<<<<

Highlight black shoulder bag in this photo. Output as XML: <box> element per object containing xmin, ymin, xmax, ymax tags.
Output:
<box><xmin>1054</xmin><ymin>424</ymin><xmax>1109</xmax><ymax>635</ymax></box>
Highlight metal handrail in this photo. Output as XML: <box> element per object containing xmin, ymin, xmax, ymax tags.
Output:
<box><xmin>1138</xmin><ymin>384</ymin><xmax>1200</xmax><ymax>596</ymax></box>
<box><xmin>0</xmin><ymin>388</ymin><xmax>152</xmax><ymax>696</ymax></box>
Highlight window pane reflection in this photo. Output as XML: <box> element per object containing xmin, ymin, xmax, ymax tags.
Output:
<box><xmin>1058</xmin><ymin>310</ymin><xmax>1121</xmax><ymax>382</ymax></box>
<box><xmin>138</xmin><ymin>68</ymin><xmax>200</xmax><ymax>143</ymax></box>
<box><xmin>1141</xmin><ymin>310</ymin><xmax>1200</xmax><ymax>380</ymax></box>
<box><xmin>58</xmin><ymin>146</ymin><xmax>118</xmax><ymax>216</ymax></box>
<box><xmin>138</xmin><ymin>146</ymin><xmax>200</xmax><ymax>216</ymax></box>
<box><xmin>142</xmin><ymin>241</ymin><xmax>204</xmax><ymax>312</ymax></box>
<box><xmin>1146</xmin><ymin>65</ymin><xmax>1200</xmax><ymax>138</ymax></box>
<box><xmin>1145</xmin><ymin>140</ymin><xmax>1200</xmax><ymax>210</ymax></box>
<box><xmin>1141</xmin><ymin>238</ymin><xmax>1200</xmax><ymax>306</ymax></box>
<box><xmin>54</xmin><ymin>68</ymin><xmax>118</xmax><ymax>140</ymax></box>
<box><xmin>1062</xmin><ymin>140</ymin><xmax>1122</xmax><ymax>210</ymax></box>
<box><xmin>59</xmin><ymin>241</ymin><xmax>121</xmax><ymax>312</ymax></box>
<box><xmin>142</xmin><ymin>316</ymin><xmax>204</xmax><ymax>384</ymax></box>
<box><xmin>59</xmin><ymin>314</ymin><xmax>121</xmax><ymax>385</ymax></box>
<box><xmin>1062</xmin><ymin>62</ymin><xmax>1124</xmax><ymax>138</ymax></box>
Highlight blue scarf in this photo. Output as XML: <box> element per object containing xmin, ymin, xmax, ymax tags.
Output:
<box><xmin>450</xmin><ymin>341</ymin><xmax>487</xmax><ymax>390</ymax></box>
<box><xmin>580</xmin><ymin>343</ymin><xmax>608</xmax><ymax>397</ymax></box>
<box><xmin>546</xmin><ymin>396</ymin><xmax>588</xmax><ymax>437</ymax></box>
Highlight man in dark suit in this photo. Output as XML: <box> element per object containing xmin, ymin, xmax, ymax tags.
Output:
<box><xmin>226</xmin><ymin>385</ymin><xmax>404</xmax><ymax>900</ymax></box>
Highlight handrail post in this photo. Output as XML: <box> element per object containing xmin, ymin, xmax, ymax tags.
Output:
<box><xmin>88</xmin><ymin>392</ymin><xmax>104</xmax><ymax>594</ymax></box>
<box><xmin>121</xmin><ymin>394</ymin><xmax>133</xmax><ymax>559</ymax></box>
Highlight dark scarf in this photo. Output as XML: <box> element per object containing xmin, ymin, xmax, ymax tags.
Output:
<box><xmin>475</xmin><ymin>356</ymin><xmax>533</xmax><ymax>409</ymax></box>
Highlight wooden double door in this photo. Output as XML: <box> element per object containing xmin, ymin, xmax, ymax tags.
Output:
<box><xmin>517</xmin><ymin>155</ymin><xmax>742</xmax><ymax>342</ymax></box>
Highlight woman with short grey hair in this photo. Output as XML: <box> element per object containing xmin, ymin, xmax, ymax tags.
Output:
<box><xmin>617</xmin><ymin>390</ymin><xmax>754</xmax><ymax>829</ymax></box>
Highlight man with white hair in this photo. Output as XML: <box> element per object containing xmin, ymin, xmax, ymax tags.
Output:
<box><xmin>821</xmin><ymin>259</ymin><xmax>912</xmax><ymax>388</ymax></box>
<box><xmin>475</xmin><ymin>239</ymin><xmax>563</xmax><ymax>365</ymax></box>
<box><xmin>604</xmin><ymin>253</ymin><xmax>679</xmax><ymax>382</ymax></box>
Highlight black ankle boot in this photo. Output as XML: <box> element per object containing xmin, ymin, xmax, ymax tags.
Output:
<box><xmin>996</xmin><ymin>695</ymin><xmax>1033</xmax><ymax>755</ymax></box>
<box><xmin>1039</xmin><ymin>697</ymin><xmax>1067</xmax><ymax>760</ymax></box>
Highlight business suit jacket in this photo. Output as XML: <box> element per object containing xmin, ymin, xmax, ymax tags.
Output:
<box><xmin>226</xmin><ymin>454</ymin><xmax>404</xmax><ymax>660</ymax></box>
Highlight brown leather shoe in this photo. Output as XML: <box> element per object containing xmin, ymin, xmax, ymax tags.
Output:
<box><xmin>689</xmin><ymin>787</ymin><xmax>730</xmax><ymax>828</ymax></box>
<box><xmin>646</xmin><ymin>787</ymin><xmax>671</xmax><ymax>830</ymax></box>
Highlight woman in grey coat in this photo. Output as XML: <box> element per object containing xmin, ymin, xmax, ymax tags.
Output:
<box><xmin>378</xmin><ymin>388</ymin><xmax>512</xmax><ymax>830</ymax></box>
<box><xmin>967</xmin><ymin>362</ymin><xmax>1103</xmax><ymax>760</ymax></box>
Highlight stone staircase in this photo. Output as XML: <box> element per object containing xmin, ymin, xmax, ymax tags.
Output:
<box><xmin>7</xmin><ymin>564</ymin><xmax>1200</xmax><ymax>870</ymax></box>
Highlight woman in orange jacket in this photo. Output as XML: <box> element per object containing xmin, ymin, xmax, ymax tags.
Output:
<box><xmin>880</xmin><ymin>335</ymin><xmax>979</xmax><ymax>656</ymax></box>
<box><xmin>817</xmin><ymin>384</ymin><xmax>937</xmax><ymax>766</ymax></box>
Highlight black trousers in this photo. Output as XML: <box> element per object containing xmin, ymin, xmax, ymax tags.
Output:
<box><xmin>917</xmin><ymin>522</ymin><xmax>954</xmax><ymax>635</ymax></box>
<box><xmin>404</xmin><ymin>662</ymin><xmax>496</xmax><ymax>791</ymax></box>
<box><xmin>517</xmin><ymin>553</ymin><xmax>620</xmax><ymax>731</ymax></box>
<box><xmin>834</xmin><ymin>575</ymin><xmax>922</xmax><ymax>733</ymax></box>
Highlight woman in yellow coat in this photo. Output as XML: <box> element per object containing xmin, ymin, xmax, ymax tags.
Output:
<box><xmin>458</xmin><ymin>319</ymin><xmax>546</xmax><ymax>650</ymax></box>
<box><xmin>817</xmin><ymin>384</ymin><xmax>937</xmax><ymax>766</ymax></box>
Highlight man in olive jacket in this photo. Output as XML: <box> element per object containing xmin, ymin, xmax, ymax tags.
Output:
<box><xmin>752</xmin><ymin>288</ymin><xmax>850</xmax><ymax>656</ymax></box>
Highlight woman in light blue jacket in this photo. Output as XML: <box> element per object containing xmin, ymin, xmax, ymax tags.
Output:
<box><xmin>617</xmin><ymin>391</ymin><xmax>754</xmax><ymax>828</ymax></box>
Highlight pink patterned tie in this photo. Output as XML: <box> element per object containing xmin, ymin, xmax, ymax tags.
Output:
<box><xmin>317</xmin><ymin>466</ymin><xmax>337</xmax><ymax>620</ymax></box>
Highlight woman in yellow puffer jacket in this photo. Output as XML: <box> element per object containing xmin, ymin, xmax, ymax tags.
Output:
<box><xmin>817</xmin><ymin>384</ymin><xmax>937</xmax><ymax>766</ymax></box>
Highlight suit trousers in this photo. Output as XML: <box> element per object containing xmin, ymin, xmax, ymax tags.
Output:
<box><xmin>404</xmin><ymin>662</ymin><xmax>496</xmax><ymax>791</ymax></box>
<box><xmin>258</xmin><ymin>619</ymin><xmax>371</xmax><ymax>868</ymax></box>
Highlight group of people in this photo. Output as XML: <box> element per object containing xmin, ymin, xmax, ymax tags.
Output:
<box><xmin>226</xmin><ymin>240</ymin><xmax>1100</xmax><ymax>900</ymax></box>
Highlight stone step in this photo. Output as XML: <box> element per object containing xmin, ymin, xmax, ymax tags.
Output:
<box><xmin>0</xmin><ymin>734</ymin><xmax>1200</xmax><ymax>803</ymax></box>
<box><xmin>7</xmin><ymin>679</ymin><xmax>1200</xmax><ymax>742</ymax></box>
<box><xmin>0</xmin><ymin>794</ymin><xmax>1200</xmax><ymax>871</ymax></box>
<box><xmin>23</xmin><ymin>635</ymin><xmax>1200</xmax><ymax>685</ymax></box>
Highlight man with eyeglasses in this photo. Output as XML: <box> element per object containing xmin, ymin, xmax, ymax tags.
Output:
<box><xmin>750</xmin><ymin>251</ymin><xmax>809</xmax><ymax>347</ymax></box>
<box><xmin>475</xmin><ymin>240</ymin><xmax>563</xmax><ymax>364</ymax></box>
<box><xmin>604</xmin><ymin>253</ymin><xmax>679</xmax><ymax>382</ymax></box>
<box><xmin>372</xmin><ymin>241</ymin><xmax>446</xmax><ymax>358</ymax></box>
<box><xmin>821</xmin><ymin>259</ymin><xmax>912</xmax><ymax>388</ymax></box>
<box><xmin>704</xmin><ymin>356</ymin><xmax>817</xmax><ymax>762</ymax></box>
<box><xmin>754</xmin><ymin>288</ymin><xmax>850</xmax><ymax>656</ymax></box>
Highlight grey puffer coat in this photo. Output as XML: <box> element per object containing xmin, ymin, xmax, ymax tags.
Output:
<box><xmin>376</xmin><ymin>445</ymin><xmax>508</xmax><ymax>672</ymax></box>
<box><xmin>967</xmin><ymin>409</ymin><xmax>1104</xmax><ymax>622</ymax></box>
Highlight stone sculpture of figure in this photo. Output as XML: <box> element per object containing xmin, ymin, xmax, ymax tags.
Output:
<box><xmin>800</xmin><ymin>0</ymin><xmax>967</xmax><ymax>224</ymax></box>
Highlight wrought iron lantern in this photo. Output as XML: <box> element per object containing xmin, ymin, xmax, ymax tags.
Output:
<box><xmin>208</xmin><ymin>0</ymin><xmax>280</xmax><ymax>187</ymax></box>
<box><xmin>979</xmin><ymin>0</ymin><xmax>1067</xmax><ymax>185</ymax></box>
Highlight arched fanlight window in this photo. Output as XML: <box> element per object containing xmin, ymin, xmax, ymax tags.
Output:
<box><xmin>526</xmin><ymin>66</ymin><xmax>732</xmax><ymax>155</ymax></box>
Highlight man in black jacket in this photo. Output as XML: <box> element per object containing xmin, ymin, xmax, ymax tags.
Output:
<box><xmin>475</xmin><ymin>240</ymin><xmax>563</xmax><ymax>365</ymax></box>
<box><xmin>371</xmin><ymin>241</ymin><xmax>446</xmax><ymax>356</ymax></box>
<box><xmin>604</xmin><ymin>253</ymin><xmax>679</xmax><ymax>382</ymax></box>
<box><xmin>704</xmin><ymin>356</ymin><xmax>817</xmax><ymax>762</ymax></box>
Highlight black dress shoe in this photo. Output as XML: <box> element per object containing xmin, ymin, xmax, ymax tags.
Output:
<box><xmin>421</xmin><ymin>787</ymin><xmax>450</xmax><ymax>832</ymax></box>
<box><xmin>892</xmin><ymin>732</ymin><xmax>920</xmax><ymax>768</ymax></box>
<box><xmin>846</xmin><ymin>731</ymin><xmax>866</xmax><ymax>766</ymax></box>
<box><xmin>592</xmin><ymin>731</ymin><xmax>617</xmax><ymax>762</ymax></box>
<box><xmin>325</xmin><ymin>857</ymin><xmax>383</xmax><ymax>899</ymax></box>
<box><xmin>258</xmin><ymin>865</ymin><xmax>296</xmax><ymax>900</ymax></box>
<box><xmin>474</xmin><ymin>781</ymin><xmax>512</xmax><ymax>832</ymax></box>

>>>>

* _Given task_:
Count the lines in the listing that contain the word "grey", treating uppercase and lowercase as different, and reply with that number alone.

* _Result_:
3